:: SELECTION ::

Perhaps larger sample sizes would confirm the findings merely suggested by Figure 2, that whites from large cities and blacks have a generally increasing gradient. A similar nutritional conjecture as that discussed above above could explain the positive gradient. In this case, long-term effects of nutritional deficiencies caused by the higher nutritional demands of taller individuals could make the taller individuals subject to higher mortality in late adulthood. Gaining local ecological data for black soldiers is daunting, however, and USCT companies were not drawn from a local areas to the same extent that white companies were.

The analysis here focuses on information found in the military service records, including enlistment data and the health outcomes during the war because this set of variables is nearly comprehensive and not subject to pension-related selection bias and because census linkages in the Early Indicators data are highly dependent on survival to later ages. Clearly, there may be other intervening variables through which height could affect later mortality. Factors such as income, occupation, residential history and marital status are candidates for such intervening factors. For rural whites, the additional of additional variables from the census and pension files may help account for the pattern of height effects found here. For other demographic groups, there is no association between height and mortality that one could seek to explain through the addition of these intervening variables, thus searching for intervening variables is unlikely to be a fruitful exercise.

5. Conclusions

A central finding of anthropometric research is that mean height in a population reflects nutritional history and, hence, the health of a population. This is the essential story told by Figure 1 at the outset of this paper. In that figure, height varies strongly and significantly with respect to race, urbanization, and nativity, all factors that predict mortality. Also, much previous research has shown that over long periods of time in the U.S., height has tended to move together with life expectancy (Costa 2015).

But how far can we stretch the relevance of height as a measure of population health? In particular, is adult height a significant predictor of mortality at the individual level? In this paper, I have used large and newly collected data on blacks and urban white veterans of the Civil War to supplement the existing data on white veterans. I have then searched for a height gradient within demographic groups defined by race and urbanization. The main empirical finding here is that among rural whites, a statistically significant U-shaped pattern exists, with higher 10-year mortality for the shortest (height <65 in.) and tallest (height ≥ 71.in) veterans (See Figure 2 for reference).

The pattern mentioned above is not, however, found among whites from large cities nor among blacks (even though these two groups have significantly lower height and life expectancy than the other groups (see Figure 1 and Tables 2–3). And if we take at face value the estimates shown in Figure 2, the other demographic groups are quite distinct from the rural white population. Indeed, if any pattern exists among these groups it is that mortality increases positively with height, which is found (without statistical significance) in both the linear probability models and the Cox proportional hazard models.

:::
:: STORED ROWS ::

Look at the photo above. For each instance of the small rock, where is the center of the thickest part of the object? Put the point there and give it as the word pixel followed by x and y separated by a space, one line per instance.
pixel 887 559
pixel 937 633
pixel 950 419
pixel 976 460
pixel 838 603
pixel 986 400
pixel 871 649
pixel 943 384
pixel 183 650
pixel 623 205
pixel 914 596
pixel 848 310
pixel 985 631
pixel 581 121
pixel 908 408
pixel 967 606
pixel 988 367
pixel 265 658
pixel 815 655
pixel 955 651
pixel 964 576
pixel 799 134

:::

**OBJECTIVE 1**
List the candidate intervening factors that the passage on height and mortality names as ways height could affect later mortality.
**OBJECTIVE 2**
Pick up the passage on height and mortality after its final sentence and extend it.
Nothing in the records is required here.

**TASK RESPONSE 1**
Income, occupation, residential history, marital status

**TASK RESPONSE 2**
Trying to predict old age mortality from variables in early life is a challenging enterprise under any conditions. Even though the samples may start out very large, once we impose all the sample restrictions necessary to ward off the selection bias problems in the Early Indicators data, the analytical samples are much more modest in size. This is particularly true of the urban oversample. A major reason for this is that so many of these recruits died before age 60. Perhaps different methods could be employed that used larger data sets and achieve, therefore, more precise estimates. However, the African-American sample is about 3 times the size of the large city sample, and the precision of the height effects there are even weaker than in the smaller urban groups.

By modern standards, men who are 71 inches or taller are not exceptionally tall, but those under 65 inches are exceptionally short. This raises the question of how we translate the height distribution of these historical populations into modern contexts where the height distributions are so much different. As discussed in Alter (2004), we would not necessarily expect the height-mortality relationship to be stable, given the difference in environmental conditions across historical periods and populations. And it is not clear that shorter populations that exist today in low-income countries will follow the same pattern as found in historical populations that have similar height distributions.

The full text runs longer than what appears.